### Dataset extract
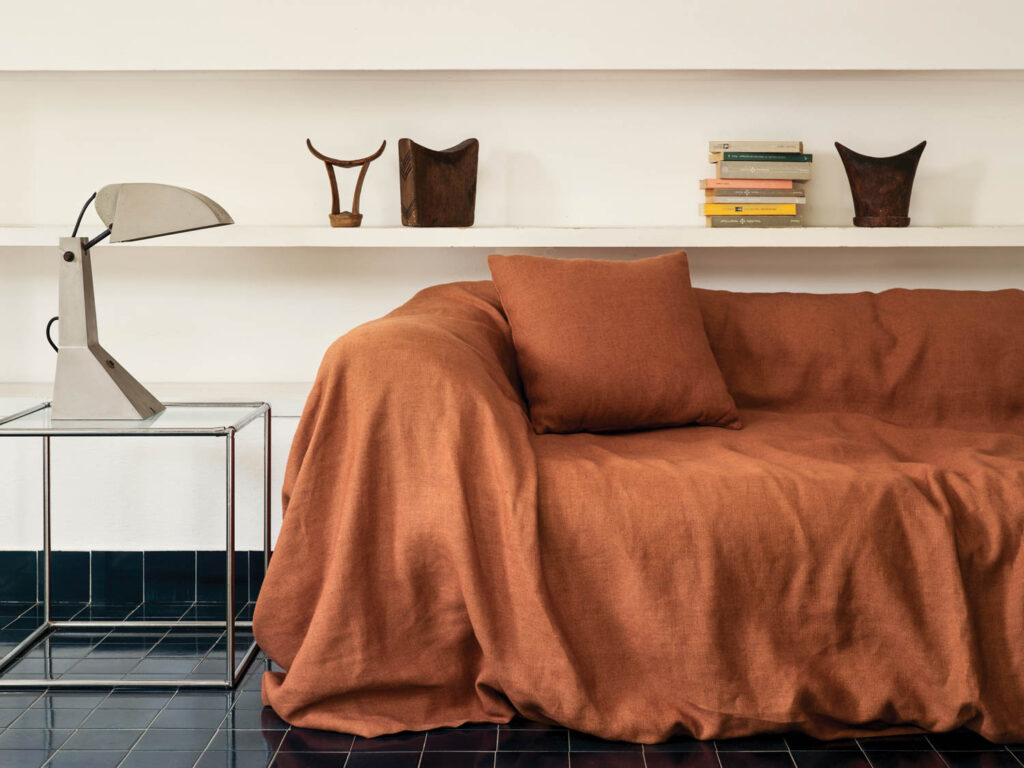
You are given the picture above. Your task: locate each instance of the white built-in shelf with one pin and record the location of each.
(506, 238)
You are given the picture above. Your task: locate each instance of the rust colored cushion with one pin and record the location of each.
(610, 345)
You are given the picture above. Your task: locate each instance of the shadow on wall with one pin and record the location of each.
(851, 269)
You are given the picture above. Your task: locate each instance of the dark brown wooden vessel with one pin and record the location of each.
(881, 186)
(438, 186)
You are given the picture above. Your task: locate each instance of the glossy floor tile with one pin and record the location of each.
(179, 728)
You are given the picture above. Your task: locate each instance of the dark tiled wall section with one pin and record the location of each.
(130, 577)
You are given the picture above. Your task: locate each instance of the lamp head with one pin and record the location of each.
(140, 211)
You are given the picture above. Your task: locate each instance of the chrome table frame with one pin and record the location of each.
(232, 673)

### Problem statement
Rewrite the lines from the one containing "of the rust" through the end of the entries, inclusive, swapping "glossy" for "polished" and leaving everything else the same.

### Exercise response
You are given the picture above. Your task: locate each instance of the rust colored cushion with one pin and record the location of each.
(610, 345)
You are given the picture above. Your task: locate each instance of the shadow on wall with one pin and record the location of each.
(851, 269)
You are given the picture above. Your task: locate each instance of the dark brown wooden vessel with one pin and record the location of each.
(881, 186)
(438, 186)
You are given the picture above. Your task: locate each instance of the polished floor tile with one pin and record the location of each.
(179, 728)
You are given the picture above. Your task: locate each instance of the dark tiled wall section with one pin and record the location of each.
(130, 577)
You are given the picture above. Your task: locate each instance of the lamp head with one pin and record the location of each.
(140, 211)
You are given the picture above. Your task: locate each instance of the chrome table frame with one pin and record the location of each.
(232, 673)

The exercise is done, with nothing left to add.